#### TEXTABSCHNITT ####
Essen. . Im Januar gab es nur zwölf Organspender. Ulrike Wirges von der Stiftung Organtransplantation setzt Hoffnungen in einen Gesetzesvorstoß aus NRW.

Seit 2004 leitet Ulrike Wirges (61) als geschäftsführende Ärztin die Deutsche Stiftung Organtransplantation (DSO) in NRW, die die Vergabe von Spenderorganen hirntoter Patienten koordiniert. Mit Stephanie Weltmann spricht sie darüber, wie NRW nach dem historischen Tief von 146 Spendern im Jahr 2017 seinen Stand verbessern kann.

Frau Wirges, hat sich die Lage in NRW seit Jahresanfang entspannt?

Ulrike Wirges: Nein, kann man so noch nicht sagen. Im Januar hatten wir zwölf, im Februar 13 Spender. Damit sind wir unter dem Durchschnitt für 2016 und 2017. In Deutschland ist der Trend zuletzt zwar positiver, aber der Antrieb kommt nicht aus NRW.

CDU und FDP wollen Transplantationsbeauftragte freistellen, damit sie sich besser in ihrer Klinik um Spenden kümmern können. Löst das die Misere?
####
**AUFGABE:** Entnimm dem Interview zur Organspende den Wortlaut, der bei „Seit 2004 leitet“ beginnt und bei „Stand verbessern kann.“ endet. Die Einträge stammen aus einer anderen Quelle als das Interview.
#### ERFASSTE ANGABEN ####
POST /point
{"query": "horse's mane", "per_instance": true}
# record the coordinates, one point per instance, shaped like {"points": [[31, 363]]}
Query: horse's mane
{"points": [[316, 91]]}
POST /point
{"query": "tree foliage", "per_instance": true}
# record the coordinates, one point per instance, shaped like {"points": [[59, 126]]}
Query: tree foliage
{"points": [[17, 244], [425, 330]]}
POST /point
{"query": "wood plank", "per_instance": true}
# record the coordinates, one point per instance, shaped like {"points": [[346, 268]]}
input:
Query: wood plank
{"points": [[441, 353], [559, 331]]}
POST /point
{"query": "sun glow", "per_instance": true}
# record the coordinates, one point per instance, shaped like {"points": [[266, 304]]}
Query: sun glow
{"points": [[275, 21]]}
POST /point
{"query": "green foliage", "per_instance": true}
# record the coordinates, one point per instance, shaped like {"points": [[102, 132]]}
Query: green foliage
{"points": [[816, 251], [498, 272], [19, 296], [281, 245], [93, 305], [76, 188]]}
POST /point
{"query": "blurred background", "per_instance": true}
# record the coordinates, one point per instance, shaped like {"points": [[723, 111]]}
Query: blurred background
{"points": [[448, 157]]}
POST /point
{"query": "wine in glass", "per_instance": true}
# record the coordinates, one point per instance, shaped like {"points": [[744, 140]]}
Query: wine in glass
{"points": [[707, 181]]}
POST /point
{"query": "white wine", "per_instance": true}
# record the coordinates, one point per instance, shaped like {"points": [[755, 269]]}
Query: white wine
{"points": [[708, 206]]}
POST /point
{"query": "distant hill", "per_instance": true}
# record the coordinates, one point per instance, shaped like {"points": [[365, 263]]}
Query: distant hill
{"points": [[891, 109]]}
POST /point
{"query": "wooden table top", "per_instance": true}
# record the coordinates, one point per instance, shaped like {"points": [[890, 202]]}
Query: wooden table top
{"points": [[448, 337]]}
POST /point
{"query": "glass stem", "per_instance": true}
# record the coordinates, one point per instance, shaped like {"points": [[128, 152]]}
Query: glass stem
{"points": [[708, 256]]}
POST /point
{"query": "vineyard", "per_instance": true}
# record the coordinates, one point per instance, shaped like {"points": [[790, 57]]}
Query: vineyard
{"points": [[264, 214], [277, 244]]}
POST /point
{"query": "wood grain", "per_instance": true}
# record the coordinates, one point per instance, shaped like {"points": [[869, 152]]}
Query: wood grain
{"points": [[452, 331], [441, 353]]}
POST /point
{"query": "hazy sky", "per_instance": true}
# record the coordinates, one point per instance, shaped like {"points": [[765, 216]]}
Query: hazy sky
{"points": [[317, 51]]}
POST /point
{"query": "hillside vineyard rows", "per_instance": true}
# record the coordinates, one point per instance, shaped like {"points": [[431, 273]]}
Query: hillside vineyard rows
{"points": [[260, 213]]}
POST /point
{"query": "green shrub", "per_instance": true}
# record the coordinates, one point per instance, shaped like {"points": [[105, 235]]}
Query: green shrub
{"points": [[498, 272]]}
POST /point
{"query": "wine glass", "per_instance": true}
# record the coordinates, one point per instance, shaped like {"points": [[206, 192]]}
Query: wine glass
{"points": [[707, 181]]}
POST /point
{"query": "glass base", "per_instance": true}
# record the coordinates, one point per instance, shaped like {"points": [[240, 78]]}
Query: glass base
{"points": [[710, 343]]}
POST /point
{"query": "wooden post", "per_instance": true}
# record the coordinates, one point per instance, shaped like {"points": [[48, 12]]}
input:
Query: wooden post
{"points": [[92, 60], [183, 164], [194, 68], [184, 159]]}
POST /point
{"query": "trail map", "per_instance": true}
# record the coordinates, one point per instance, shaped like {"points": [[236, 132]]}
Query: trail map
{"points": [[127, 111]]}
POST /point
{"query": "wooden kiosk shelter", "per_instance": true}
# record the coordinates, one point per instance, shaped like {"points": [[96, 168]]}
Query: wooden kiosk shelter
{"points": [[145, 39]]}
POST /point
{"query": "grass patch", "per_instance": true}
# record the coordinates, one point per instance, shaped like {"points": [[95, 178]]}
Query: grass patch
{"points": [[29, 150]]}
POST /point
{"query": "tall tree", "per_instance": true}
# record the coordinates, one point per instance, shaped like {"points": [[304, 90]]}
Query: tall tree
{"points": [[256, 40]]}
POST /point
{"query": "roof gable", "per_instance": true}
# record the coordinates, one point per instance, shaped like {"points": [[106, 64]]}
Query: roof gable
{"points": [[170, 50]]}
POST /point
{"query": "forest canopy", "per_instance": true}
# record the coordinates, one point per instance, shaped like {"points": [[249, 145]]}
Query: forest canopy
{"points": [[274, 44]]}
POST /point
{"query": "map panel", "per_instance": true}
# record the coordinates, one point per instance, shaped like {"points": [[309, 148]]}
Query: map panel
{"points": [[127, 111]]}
####
**SCHRIFTLICHE ANTWORT:**
Seit 2004 leitet Ulrike Wirges (61) als geschäftsführende Ärztin die Deutsche Stiftung Organtransplantation (DSO) in NRW, die die Vergabe von Spenderorganen hirntoter Patienten koordiniert. Mit Stephanie Weltmann spricht sie darüber, wie NRW nach dem historischen Tief von 146 Spendern im Jahr 2017 seinen Stand verbessern kann.